***** Source excerpt
# 4.8 L’hôpital’s rule  (Page 3/7)

 Page 3 / 7

Evaluate $\underset{x\to \infty }{\text{lim}}\frac{\text{ln}\phantom{\rule{0.1em}{0ex}}x}{5x}.$

$0$

As mentioned, L’Hôpital’s rule is an extremely useful tool for evaluating limits. It is important to remember, however, that to apply L’Hôpital’s rule to a quotient $\frac{f\left(x\right)}{g\left(x\right)},$ it is essential that the limit of $\frac{f\left(x\right)}{g\left(x\right)}$ be of the form $\frac{0}{0}$ or $\infty \text{/}\infty .$ Consider the following example.

## When l’hôpital’s rule does not apply

Consider $\underset{x\to 1}{\text{lim}}\frac{{x}^{2}+5}{3x+4}.$ Show that the limit cannot be evaluated by applying L’Hôpital’s rule.
**********
***** Stored rows
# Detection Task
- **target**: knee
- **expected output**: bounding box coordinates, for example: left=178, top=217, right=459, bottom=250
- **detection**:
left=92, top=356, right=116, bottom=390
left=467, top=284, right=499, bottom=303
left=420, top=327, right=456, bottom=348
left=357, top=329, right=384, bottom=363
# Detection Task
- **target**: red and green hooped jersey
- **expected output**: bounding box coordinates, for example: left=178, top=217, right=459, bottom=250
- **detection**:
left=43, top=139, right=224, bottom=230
**********
***** Stored rows
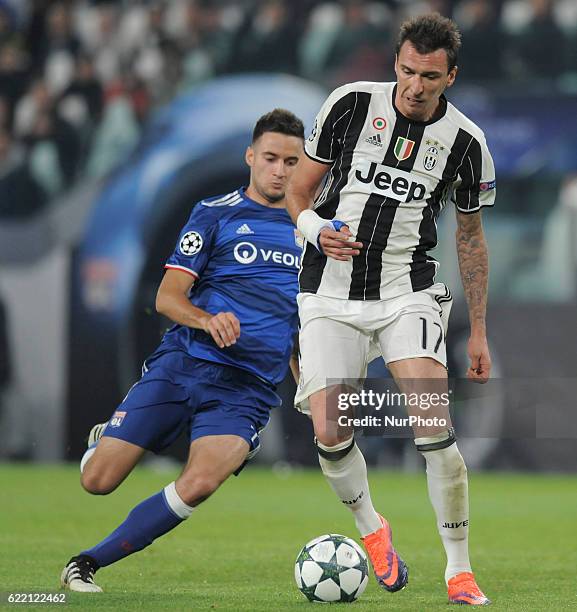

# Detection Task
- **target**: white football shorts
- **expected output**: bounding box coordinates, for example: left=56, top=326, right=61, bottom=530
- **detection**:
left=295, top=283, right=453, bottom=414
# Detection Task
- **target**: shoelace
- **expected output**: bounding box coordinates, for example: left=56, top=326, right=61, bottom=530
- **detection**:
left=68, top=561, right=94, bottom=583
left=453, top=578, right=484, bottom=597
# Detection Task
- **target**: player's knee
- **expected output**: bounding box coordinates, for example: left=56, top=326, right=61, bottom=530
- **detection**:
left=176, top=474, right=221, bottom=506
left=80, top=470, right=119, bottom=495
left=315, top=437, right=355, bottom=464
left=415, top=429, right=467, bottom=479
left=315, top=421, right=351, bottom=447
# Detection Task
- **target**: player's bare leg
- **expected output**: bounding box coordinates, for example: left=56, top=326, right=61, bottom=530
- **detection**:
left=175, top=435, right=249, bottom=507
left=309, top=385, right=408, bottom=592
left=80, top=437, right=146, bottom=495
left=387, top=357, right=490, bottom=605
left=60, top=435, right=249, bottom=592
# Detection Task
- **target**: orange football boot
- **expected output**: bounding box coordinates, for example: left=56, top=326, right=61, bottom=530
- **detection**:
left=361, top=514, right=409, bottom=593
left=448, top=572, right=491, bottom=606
**********
***** Stored rows
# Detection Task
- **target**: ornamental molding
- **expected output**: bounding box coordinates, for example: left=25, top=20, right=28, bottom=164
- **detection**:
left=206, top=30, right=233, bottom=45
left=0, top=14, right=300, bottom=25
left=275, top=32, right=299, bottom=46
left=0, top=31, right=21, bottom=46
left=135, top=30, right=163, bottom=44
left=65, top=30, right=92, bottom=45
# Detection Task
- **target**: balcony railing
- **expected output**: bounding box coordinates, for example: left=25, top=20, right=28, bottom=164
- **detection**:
**********
→ **Your tasks**:
**1.** Answer these questions about the L’Hôpital’s rule excerpt:
(a) What value does the excerpt give for the limit of ln x over 5x as x approaches infinity?
(b) For L’Hôpital’s rule to apply to a quotient f(x)/g(x), what two forms must the limit take?
(c) In the section on when the rule does not apply, what value does x approach in the limit considered?
**2.** Tally the lines of the records that contain the string "target", with case counting, and give only the number.

→ **Answers for this exercise**:
**1.**
(a) 0
(b) 0/0 or ∞/∞
(c) 1

**2.** 9